WHAT THIS TASK INVOLVES — Write out the entries exactly. None of the pictures should appear in the copy.

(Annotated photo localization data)
━━━━━━━━━━
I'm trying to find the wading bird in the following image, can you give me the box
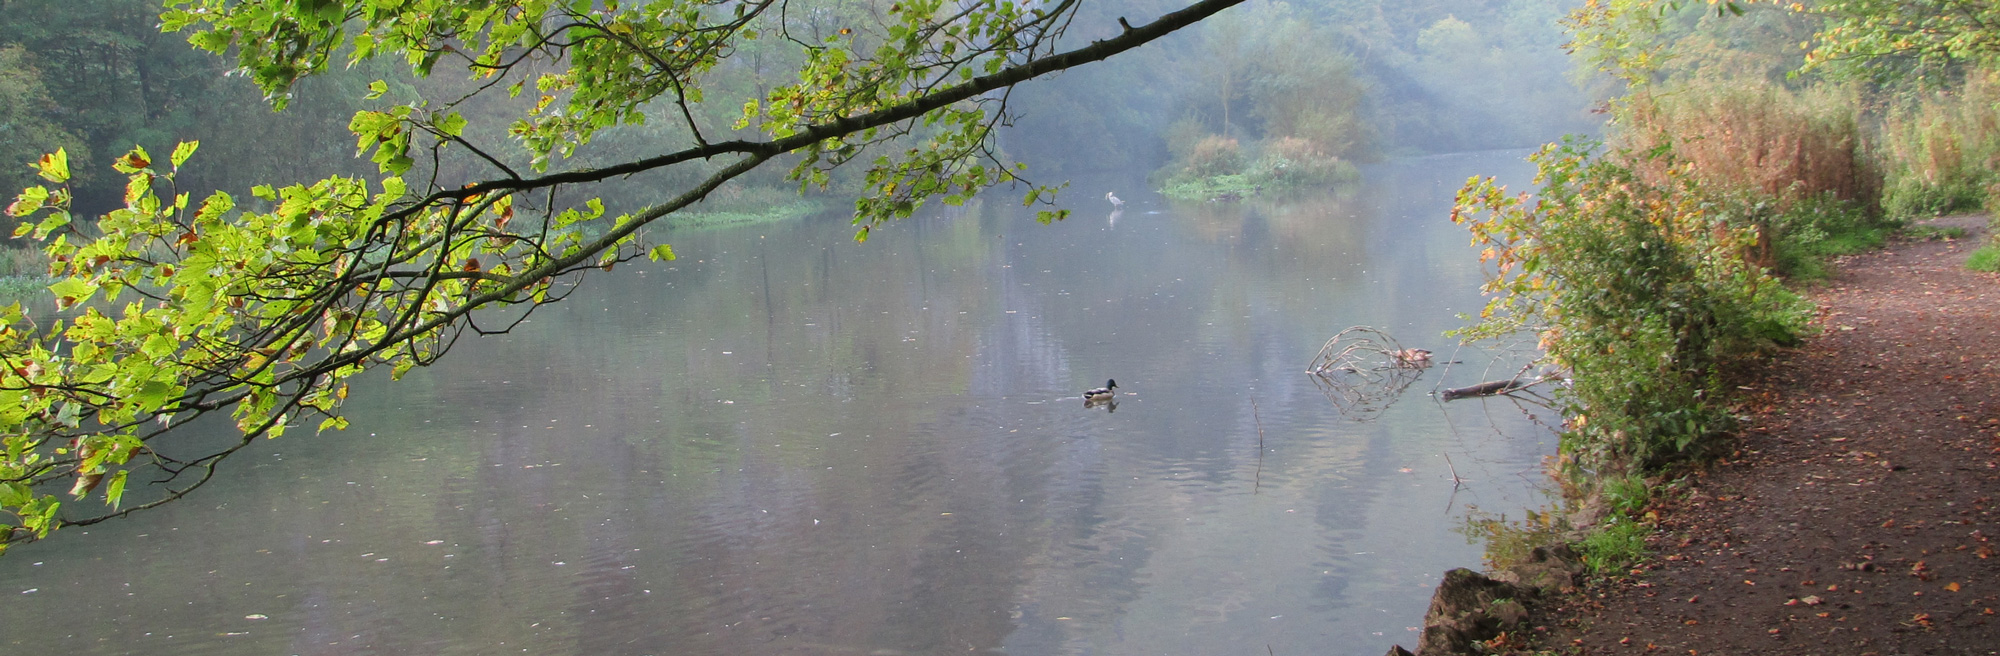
[1106,192,1125,208]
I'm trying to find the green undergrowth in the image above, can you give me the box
[1969,240,2000,272]
[1769,195,1893,280]
[1577,474,1654,573]
[1464,510,1652,578]
[1464,473,1665,578]
[1157,159,1361,200]
[664,200,823,231]
[1158,173,1262,201]
[1579,519,1650,573]
[1978,216,2000,272]
[1903,224,1969,241]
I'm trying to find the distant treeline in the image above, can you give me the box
[0,0,1594,223]
[1005,0,1599,177]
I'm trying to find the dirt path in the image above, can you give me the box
[1539,215,2000,655]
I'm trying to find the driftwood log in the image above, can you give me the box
[1440,379,1529,401]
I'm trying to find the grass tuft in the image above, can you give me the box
[1578,519,1649,574]
[1968,242,2000,272]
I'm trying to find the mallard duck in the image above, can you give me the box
[1083,379,1118,401]
[1391,348,1433,368]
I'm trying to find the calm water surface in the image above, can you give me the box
[2,150,1559,655]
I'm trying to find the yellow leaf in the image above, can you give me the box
[1947,582,1961,592]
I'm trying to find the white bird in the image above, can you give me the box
[1106,192,1125,208]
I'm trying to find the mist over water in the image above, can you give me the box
[1,150,1560,656]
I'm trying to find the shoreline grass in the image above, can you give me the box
[662,200,825,232]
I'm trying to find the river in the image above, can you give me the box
[1,149,1558,656]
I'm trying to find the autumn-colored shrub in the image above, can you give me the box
[1182,136,1245,179]
[1454,140,1811,476]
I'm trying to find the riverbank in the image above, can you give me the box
[1521,213,2000,654]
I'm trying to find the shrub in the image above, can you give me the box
[1251,136,1356,188]
[1601,474,1651,517]
[1454,139,1811,476]
[1182,136,1245,179]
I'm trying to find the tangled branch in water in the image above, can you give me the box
[1306,326,1430,421]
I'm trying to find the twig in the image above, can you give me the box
[1442,451,1464,487]
[1252,399,1266,494]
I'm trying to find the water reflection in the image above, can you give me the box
[0,150,1556,656]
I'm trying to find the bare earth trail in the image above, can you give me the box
[1540,215,2000,655]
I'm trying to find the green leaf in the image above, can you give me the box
[47,277,96,307]
[33,149,69,183]
[7,187,49,217]
[104,470,128,510]
[0,482,27,507]
[140,332,179,359]
[436,112,468,137]
[132,380,177,410]
[188,29,232,54]
[170,141,201,169]
[112,146,153,174]
[647,244,677,261]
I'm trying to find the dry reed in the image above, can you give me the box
[1618,81,1881,210]
[1879,70,2000,217]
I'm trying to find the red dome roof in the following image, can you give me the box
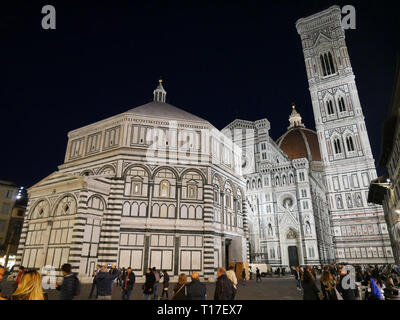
━━━━━━━━━━
PROBLEM SOLUTION —
I'm trying to find the wading bird in the following image, can you give me the box
[1106,192,1125,208]
I'm trying to find the green undergrowth in the image above, can you give me the box
[1969,240,2000,272]
[1769,195,1893,280]
[1577,474,1654,573]
[1464,510,1652,578]
[1464,473,1665,578]
[1157,159,1361,200]
[664,200,823,231]
[1158,173,1262,201]
[1579,519,1650,573]
[1978,216,2000,272]
[1903,224,1969,241]
I'm trying to find the distant treeline in the image above, can you give me the box
[0,0,1594,223]
[1005,0,1599,177]
I'm trying to find the dirt path in the image above, can you give me the box
[1539,215,2000,655]
I'm trying to find the driftwood log in the image above, can you give me the box
[1440,379,1529,401]
I'm trying to find the grass tuft in the image above, can you give me the box
[1578,519,1649,574]
[1968,242,2000,272]
I'm trying to find the mallard duck in the image above, can you give me the box
[1083,379,1118,401]
[1391,348,1433,368]
I'm trying to find the calm water surface in the image above, can you give me the box
[2,150,1559,655]
I'm trying to find the yellow leaf in the image above, can you give me the box
[1947,582,1961,592]
I'm trying to find the white bird in the image above, can you give me the box
[1106,192,1125,208]
I'm trying to find the mist over water in the image above, can you give me the box
[1,150,1560,656]
I'm trying to find the shoreline grass in the image above, can you give me the box
[662,200,825,232]
I'm trying to find the river in the image above, can you give me the box
[1,149,1558,656]
I'm trying to find the autumn-colored shrub in the image above, can you give me the box
[1182,136,1245,179]
[1454,140,1811,476]
I'm trying to find the riverbank in the image above, can you give me the box
[1521,213,2000,654]
I'm trying to find the shrub in the image above, can you give me the box
[1251,136,1356,188]
[1601,474,1651,517]
[1454,139,1811,476]
[1182,136,1245,179]
I'm trying to find the tangled branch in water in the image above, can you give me the box
[1306,326,1430,421]
I'm trying to find the twig in the image above, can you give me the box
[1442,451,1464,487]
[1252,399,1266,494]
I'm trying to find the water reflection in the image above, can you give me the box
[0,150,1556,656]
I'm trying to find the bare earth trail in the image above, can you give me the box
[1540,215,2000,655]
I'm trying to find the green leaf in the image above, can you give me the box
[47,277,96,307]
[33,149,69,183]
[7,187,49,217]
[104,470,128,510]
[0,482,27,507]
[140,332,179,359]
[436,112,468,137]
[132,380,177,410]
[188,29,232,54]
[170,141,201,169]
[112,146,153,174]
[647,244,677,261]
I'm trying to find the dry reed in the image above, can you give me the box
[1618,81,1881,210]
[1879,70,2000,217]
I'm trying to find the red dome roof in the following image, can you give me the box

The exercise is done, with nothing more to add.